== The request ==
Please copy out the lines below word for word.

== Material supplied ==
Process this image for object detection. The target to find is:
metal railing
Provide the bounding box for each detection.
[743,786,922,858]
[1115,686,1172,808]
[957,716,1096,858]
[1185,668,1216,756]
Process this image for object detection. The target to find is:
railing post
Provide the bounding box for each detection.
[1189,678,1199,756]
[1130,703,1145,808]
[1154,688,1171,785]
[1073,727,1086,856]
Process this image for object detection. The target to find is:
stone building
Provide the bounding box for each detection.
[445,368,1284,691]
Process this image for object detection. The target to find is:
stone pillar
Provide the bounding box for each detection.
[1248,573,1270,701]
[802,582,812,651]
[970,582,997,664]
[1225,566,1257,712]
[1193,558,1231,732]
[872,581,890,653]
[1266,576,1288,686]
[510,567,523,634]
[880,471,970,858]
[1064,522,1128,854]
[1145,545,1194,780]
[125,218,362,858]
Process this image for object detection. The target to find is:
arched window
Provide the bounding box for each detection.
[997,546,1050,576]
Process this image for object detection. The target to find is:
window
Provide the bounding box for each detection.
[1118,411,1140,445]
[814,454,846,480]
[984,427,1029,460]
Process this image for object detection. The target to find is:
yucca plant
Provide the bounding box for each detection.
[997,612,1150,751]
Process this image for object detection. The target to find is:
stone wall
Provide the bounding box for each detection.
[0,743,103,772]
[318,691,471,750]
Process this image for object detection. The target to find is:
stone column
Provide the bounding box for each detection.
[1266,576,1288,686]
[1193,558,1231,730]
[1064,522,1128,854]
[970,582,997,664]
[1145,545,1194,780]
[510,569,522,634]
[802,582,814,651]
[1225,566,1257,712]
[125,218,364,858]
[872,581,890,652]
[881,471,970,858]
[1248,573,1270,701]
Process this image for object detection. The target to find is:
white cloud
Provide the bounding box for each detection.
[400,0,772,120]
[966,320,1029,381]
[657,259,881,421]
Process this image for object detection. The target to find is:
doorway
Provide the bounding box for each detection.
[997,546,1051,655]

== Response ==
Process this image for object detection. The target to find is:
metal railing
Provide the bounding box for each detection.
[743,786,922,858]
[1115,686,1172,808]
[957,716,1096,858]
[1185,668,1216,756]
Process this image for object detection. The target to find is:
railing post
Provide the bounding box for each detection.
[1189,678,1199,756]
[1130,703,1145,808]
[1154,688,1171,785]
[1073,727,1086,856]
Process this image for object detection. The target to find is:
stone building
Provide the bounding box for each detection.
[445,368,1284,691]
Process this image for object detection. The target to find is:
stone pillar
Provide the bounding box for each detection.
[1248,573,1270,701]
[802,582,812,651]
[970,582,997,664]
[1225,566,1257,712]
[1193,558,1231,732]
[872,581,890,653]
[1266,576,1288,686]
[510,567,523,634]
[880,471,970,858]
[1064,522,1128,854]
[1145,545,1194,780]
[125,218,362,858]
Process this image for object detection. The target to find is:
arched window
Provide the bounding box for each detection.
[997,546,1050,576]
Process this image for object detection. The target to find is:
window
Provide the bounding box for each detection.
[1118,411,1140,445]
[814,454,846,480]
[984,427,1029,460]
Process this image for object detection. The target to find is:
yucca plant
Provide the bounding box for each detection.
[997,612,1150,751]
Process this image for object detection. The target to find is:
stone wall
Provide the bounding box for each detection.
[0,743,103,772]
[318,691,471,750]
Process this image for object detection. The target to find is:
stone column
Provide the bounding box for each detection.
[1266,576,1288,686]
[1193,558,1231,730]
[1064,522,1128,854]
[970,582,997,664]
[1145,545,1194,780]
[510,569,522,634]
[802,582,814,651]
[1225,566,1257,712]
[125,218,364,858]
[872,581,890,652]
[881,471,970,858]
[1248,573,1270,701]
Process this image for object detection. The target to find is:
white cloud
Provide the bounding box for each detection.
[400,0,772,120]
[966,320,1029,381]
[657,259,881,421]
Process this image for object detection. The target to find is:
doorway
Provide the bounding box for each detection.
[997,546,1051,655]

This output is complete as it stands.